**SOAL LATIHAN 1:**
Tuliskan kembali bagian teks tentang subsidi pupuk di bawah ini, mulai dari "(1) Penyediaan dana" sampai dengan "Direktur Jenderal Perbendaharaan.".

HPP rata-rata tertimbang sebagaimana dimaksud dalam Pasal 5 ayat (2) dihitung berdasarkan formula sebagai berikut :

HPP RT= ∑Nn
___
∑Vn

HPP RT = HPP rata-rata tertimbang
∑ Nn = Total jumlah nilai (Rp) berdasarkan hasil perkalian antara HPP impor atau HPP dalam Buletin (Rp) pada periode n dengan Volume Penyaluran Pupuk (Kg) pada periode n
∑ Vn = Total Volume Penyaluran Pupuk (Kg) setahun

Pasal 7

(1) Besaran Subsidi Pupuk dengan menggunakan ketentuan sebagaimana dimaksud dalam Pasal 3 disampaikan oleh Menteri Pertanian kepada Menteri Keuangan sebagai usulan dalam rangka persiapan penyusunan Rancangan APBN atau Rancangan APBN-Perubahan.
(2) Dalam menghitung besaran subsidi pupuk sebagaimana dimaksud pada ayat (1), Menteri Pertanian dapat terlebih dahulu meminta pertimbangan dari Menteri Negara Badan Usaha Milik Negara.

Pasal 8

(1) Penyediaan dana Subsidi Pupuk dianggarkan dalam APBN atau APBN-Perubahan.
(2) Direktur Jenderal Anggaran menerbitkan Surat Penetapan Satuan Anggaran per Satuan Kerja (SP-SAPSK) atas belanja Subsidi Pupuk yang besarnya mengacu pada jumlah pagu Subsidi Pupuk yang tersedia dalam APBN atau APBN-Perubahan sebagaimana dimaksud pada ayat (1).
(3) Dalam rangka pelaksanaan anggaran Subsidi Pupuk, Menteri Keuangan selaku Pengguna Anggaran menetapkan Direktur Jenderal Tanaman Pangan Departemen Pertanian selaku Kuasa Pengguna Anggaran.
(4) Atas dasar SP-SAPSK sebagaimana dimaksud pada ayat (2), Kuasa Pengguna Anggaran menerbitkan konsep Daftar Isian Pelaksanaan Anggaran (DIPA) Subsidi Pupuk.
(5) SP-SAPSK sebagaimana dimaksud pada ayat (2) dan konsep DIPA sebagaimana dimaksud pada ayat (4) disampaikan oleh Direktur Jenderal Tanaman Pangan kepada Direktur Jenderal Perbendaharaan.
(6) Berdasarkan SP-SAPSK dan konsep DIPA sebagaimana dimaksud pada ayat (5), Direktur Jenderal Perbendaharaan menerbitkan Surat Pengesahan DIPA.

Kutipan dari dataset deteksi
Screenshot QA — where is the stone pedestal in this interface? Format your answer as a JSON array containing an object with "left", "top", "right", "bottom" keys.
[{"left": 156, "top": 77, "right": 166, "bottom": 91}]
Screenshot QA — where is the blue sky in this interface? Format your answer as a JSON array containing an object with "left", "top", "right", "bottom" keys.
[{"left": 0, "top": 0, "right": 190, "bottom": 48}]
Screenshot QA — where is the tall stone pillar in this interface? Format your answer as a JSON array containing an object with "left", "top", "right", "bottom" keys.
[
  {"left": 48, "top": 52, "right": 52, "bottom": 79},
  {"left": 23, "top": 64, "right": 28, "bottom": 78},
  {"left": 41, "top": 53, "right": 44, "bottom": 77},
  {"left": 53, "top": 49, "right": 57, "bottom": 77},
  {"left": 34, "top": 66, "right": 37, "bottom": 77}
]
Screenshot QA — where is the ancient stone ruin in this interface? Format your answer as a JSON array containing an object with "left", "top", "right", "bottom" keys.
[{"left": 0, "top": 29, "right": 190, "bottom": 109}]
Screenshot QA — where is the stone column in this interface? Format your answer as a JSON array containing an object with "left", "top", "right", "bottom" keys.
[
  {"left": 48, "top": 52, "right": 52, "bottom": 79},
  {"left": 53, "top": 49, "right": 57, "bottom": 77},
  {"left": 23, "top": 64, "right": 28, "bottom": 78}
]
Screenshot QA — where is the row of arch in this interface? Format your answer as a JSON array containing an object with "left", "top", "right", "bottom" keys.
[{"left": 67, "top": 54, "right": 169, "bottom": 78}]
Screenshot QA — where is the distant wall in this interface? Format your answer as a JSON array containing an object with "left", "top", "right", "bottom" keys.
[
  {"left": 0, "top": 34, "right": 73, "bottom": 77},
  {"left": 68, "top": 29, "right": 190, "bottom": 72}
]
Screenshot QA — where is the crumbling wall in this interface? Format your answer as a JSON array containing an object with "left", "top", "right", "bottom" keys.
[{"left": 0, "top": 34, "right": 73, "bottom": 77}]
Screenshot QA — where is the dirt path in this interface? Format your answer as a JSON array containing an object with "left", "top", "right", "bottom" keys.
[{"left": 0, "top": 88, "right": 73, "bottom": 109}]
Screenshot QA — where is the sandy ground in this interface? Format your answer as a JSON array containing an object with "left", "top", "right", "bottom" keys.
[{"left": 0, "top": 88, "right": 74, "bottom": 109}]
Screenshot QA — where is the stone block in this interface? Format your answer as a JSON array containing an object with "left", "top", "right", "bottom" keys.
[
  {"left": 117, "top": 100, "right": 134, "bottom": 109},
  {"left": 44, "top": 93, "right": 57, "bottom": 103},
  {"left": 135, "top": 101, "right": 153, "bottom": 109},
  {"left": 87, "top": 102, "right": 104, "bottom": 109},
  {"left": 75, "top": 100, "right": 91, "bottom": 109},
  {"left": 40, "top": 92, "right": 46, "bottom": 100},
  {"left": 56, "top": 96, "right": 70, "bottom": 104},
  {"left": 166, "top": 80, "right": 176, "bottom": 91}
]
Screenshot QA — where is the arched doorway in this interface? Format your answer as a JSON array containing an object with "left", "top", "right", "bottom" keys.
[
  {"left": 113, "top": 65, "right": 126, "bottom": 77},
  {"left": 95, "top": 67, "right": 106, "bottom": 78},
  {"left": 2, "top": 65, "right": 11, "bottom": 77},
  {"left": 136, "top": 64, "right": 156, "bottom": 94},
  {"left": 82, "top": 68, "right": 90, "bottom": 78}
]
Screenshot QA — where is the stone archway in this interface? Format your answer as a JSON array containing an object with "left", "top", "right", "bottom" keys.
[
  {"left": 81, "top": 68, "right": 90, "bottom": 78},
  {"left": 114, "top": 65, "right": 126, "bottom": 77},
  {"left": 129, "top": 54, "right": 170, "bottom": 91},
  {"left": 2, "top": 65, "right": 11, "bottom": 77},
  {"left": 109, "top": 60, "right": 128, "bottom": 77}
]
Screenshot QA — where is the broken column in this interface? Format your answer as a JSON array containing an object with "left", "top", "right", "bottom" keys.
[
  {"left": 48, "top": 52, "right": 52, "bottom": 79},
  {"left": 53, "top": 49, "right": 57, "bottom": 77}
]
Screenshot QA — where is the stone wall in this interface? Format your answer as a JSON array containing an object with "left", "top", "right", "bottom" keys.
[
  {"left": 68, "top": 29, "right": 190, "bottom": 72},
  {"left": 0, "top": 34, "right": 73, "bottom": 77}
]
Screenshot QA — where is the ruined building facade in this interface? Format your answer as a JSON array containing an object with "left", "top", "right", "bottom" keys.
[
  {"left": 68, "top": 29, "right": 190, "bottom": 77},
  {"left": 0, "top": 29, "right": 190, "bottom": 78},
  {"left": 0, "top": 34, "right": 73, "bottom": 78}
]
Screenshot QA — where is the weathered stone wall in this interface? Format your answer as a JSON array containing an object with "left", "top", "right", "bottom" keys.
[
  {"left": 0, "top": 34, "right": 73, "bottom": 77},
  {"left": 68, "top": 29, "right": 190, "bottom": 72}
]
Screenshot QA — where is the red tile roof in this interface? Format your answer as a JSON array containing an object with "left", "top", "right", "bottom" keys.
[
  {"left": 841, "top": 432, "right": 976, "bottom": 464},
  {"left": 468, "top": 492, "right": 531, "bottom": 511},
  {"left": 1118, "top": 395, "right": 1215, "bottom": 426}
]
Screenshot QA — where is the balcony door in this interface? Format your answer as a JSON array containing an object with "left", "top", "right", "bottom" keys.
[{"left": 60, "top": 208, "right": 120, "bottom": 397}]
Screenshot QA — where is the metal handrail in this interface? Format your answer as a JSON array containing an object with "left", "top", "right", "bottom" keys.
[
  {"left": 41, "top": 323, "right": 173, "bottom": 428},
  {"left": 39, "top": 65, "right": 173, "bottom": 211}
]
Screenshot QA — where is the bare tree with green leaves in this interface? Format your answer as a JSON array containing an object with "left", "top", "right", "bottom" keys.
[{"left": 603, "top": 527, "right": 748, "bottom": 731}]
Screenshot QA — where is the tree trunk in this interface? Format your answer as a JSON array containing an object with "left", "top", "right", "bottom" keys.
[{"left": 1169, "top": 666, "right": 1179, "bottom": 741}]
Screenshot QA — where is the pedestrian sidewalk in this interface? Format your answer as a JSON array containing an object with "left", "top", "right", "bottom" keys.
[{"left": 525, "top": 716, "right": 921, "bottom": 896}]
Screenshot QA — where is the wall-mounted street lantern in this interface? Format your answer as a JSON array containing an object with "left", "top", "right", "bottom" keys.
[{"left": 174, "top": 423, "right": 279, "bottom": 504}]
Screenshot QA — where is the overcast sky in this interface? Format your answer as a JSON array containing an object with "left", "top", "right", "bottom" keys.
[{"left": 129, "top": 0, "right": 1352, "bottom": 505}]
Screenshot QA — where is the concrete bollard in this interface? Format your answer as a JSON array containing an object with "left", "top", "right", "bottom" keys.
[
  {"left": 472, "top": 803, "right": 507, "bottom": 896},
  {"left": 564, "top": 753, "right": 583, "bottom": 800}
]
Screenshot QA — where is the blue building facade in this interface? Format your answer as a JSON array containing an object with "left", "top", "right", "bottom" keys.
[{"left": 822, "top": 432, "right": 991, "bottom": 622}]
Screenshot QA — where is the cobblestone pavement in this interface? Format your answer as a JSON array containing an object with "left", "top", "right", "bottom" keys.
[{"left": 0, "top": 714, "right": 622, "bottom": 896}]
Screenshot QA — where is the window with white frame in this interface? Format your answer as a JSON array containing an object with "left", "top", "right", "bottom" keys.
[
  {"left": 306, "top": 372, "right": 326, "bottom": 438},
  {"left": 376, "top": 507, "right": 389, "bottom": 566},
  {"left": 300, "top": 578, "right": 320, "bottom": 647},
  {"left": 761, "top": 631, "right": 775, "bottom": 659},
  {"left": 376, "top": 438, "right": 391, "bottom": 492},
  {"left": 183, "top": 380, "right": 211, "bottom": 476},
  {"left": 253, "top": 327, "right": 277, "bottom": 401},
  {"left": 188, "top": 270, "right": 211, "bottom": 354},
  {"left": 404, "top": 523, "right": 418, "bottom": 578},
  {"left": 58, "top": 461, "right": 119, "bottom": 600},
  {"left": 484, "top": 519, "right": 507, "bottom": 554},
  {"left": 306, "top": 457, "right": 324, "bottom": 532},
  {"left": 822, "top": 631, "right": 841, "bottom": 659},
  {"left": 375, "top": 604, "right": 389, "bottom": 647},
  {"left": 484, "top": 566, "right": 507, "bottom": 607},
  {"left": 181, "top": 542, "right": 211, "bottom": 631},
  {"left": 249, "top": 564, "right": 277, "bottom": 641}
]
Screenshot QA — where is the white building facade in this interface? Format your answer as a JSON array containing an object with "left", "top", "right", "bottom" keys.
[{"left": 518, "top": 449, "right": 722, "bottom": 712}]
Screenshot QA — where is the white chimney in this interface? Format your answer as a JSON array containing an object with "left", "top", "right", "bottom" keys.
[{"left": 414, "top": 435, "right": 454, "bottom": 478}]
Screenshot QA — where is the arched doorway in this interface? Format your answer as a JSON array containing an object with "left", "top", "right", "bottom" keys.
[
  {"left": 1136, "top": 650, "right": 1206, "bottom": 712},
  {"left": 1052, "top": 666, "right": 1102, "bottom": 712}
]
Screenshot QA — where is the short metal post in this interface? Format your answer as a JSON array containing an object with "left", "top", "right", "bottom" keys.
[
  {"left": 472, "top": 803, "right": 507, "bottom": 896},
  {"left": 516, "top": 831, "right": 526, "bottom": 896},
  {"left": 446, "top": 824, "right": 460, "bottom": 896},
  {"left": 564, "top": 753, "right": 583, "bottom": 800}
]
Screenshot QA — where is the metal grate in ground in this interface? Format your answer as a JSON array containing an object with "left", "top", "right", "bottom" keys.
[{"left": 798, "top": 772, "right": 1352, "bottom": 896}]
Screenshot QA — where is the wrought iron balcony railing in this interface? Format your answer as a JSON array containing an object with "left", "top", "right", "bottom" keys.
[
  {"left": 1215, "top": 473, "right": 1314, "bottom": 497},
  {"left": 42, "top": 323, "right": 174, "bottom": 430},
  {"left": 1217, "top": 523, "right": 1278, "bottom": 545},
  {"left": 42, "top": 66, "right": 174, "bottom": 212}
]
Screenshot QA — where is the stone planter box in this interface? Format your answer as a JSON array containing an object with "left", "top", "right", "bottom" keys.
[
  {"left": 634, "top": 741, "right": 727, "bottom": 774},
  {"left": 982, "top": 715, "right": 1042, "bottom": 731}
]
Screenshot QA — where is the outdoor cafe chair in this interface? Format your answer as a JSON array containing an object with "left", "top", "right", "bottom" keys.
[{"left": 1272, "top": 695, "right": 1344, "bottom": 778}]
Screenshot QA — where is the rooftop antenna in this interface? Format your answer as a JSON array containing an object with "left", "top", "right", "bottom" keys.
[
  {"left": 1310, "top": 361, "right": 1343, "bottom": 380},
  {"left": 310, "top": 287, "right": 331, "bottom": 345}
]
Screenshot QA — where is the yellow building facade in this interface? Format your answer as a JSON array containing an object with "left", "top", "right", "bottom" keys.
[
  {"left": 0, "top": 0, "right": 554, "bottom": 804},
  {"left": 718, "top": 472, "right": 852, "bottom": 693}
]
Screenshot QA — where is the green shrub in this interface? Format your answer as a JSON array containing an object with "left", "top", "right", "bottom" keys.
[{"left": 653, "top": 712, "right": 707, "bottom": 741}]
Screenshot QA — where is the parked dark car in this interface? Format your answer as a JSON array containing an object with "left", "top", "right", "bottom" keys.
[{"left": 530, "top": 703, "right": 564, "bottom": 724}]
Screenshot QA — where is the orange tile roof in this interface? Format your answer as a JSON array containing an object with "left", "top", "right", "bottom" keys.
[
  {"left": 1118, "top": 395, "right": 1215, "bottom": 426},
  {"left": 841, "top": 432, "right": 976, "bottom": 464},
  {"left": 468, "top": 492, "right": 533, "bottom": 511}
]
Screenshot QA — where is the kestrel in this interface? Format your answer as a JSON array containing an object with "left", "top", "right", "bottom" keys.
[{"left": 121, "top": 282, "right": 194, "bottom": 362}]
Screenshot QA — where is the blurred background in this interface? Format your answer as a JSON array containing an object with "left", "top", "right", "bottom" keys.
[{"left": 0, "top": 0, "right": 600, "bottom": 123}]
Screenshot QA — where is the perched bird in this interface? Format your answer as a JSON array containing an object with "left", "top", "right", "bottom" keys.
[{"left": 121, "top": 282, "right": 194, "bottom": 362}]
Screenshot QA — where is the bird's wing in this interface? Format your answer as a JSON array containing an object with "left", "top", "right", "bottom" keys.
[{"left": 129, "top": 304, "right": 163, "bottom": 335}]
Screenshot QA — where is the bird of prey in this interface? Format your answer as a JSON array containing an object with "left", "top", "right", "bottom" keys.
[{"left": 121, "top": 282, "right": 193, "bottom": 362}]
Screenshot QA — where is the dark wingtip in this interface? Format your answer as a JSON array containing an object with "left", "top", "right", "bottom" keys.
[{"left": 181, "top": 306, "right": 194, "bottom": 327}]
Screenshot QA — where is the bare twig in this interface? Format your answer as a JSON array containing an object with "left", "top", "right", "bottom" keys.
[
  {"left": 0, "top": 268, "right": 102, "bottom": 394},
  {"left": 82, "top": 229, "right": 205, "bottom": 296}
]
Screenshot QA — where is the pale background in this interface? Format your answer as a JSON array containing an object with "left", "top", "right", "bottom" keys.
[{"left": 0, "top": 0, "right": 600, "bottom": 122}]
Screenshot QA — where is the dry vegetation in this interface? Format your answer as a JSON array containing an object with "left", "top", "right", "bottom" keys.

**SOAL LATIHAN 2:**
Buat daftar semua baris pada entri di atas yang memuat kata "bare", dan salin setiap baris itu utuh.

**JAWABAN TERTULIS 1:**
(1) Penyediaan dana Subsidi Pupuk dianggarkan dalam APBN atau APBN-Perubahan.
(2) Direktur Jenderal Anggaran menerbitkan Surat Penetapan Satuan Anggaran per Satuan Kerja (SP-SAPSK) atas belanja Subsidi Pupuk yang besarnya mengacu pada jumlah pagu Subsidi Pupuk yang tersedia dalam APBN atau APBN-Perubahan sebagaimana dimaksud pada ayat (1).
(3) Dalam rangka pelaksanaan anggaran Subsidi Pupuk, Menteri Keuangan selaku Pengguna Anggaran menetapkan Direktur Jenderal Tanaman Pangan Departemen Pertanian selaku Kuasa Pengguna Anggaran.
(4) Atas dasar SP-SAPSK sebagaimana dimaksud pada ayat (2), Kuasa Pengguna Anggaran menerbitkan konsep Daftar Isian Pelaksanaan Anggaran (DIPA) Subsidi Pupuk.
(5) SP-SAPSK sebagaimana dimaksud pada ayat (2) dan konsep DIPA sebagaimana dimaksud pada ayat (4) disampaikan oleh Direktur Jenderal Tanaman Pangan kepada Direktur Jenderal Perbendaharaan.

**JAWABAN TERTULIS 2:**
Screenshot QA — where is the bare tree with green leaves in this interface? Format your answer as a JSON array containing an object with "left", "top", "right", "bottom" keys.
Screenshot QA — where is the bare twig in this interface? Format your answer as a JSON array containing an object with "left", "top", "right", "bottom" keys.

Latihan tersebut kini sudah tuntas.